-- Start of MATERIAL FOR THIS EXERCISE --
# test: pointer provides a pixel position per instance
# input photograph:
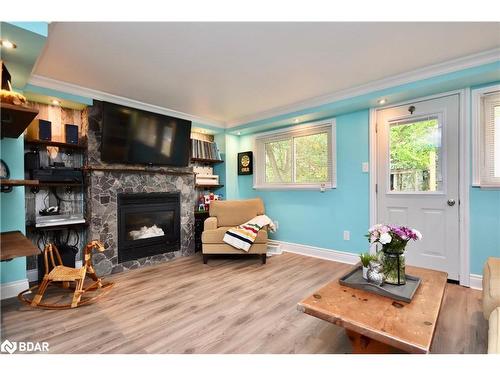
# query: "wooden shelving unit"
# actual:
(69, 146)
(4, 182)
(15, 244)
(58, 184)
(33, 227)
(15, 119)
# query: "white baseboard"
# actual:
(12, 289)
(32, 275)
(476, 281)
(319, 252)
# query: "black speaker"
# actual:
(44, 130)
(72, 134)
(31, 162)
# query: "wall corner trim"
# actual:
(476, 281)
(12, 289)
(319, 252)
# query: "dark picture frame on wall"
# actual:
(245, 163)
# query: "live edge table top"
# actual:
(406, 326)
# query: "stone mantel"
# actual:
(135, 169)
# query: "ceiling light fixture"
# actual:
(7, 44)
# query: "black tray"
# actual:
(354, 279)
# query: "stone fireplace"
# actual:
(110, 185)
(148, 225)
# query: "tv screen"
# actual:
(134, 136)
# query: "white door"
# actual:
(418, 179)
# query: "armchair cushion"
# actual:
(491, 286)
(216, 236)
(210, 223)
(236, 212)
(494, 332)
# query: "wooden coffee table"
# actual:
(377, 324)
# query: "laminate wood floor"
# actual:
(228, 306)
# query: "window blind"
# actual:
(490, 163)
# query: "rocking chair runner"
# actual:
(61, 273)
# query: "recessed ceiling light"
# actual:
(7, 44)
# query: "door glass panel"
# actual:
(415, 155)
(279, 161)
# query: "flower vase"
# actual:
(365, 272)
(394, 266)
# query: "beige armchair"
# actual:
(227, 214)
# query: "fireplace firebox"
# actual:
(148, 224)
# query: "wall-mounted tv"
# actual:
(134, 136)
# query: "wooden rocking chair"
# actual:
(64, 274)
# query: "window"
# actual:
(301, 157)
(486, 137)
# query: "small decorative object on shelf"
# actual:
(375, 273)
(245, 163)
(393, 240)
(365, 262)
(5, 175)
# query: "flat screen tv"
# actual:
(134, 136)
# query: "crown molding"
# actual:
(430, 71)
(70, 88)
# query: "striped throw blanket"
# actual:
(244, 235)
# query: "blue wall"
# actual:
(484, 222)
(12, 206)
(484, 227)
(319, 219)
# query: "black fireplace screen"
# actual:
(148, 224)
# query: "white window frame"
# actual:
(295, 131)
(479, 167)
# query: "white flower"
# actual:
(418, 234)
(385, 238)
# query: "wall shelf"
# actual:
(5, 182)
(15, 244)
(33, 227)
(60, 184)
(15, 119)
(69, 146)
(206, 161)
(208, 186)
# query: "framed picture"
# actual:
(245, 163)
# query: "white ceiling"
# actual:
(235, 72)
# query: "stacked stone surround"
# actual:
(103, 187)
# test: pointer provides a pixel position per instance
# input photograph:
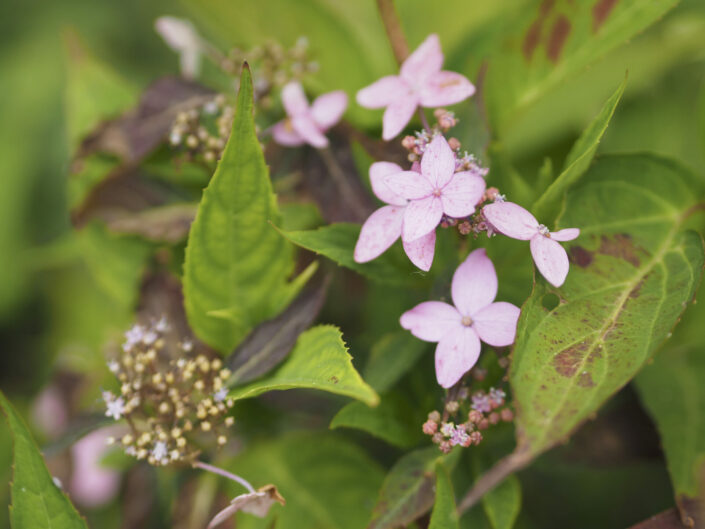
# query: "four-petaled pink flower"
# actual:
(420, 83)
(383, 227)
(438, 189)
(458, 329)
(304, 123)
(515, 222)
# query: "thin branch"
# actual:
(343, 184)
(225, 473)
(392, 26)
(493, 477)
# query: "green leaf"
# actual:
(503, 503)
(578, 160)
(554, 41)
(337, 242)
(37, 503)
(672, 390)
(407, 491)
(236, 268)
(328, 482)
(444, 515)
(94, 92)
(390, 358)
(116, 262)
(320, 360)
(392, 421)
(634, 269)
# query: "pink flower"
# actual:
(458, 329)
(515, 222)
(180, 35)
(383, 227)
(438, 189)
(304, 123)
(420, 83)
(92, 485)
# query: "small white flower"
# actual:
(149, 337)
(160, 451)
(162, 325)
(220, 395)
(115, 408)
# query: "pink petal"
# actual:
(383, 92)
(424, 62)
(430, 321)
(397, 115)
(307, 129)
(284, 134)
(511, 220)
(420, 252)
(474, 283)
(378, 172)
(329, 108)
(421, 217)
(496, 324)
(438, 162)
(550, 259)
(456, 353)
(409, 184)
(445, 88)
(567, 234)
(378, 233)
(462, 193)
(294, 99)
(92, 485)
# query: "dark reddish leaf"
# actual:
(270, 342)
(138, 132)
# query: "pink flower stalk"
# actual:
(91, 484)
(515, 222)
(384, 226)
(180, 35)
(420, 83)
(304, 123)
(436, 190)
(458, 329)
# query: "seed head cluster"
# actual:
(170, 397)
(485, 409)
(200, 134)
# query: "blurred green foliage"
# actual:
(59, 304)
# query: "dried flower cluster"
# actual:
(168, 396)
(200, 134)
(484, 410)
(273, 66)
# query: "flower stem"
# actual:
(424, 121)
(224, 473)
(493, 477)
(392, 26)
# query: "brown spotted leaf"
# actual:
(634, 269)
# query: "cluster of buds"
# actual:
(475, 223)
(201, 133)
(486, 408)
(168, 396)
(273, 66)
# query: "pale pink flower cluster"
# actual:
(441, 187)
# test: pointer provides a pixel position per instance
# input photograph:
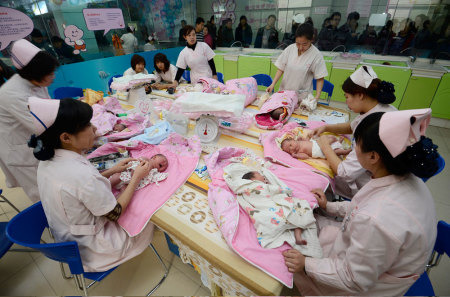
-- End of MATERIAL FOR THIS EXERCISE --
STATED TASK
Report each line of the listing above that contains the word "light". Case matters.

TASK OUTPUT
# query: "ceiling light fixture"
# query: "recessed ceiling light"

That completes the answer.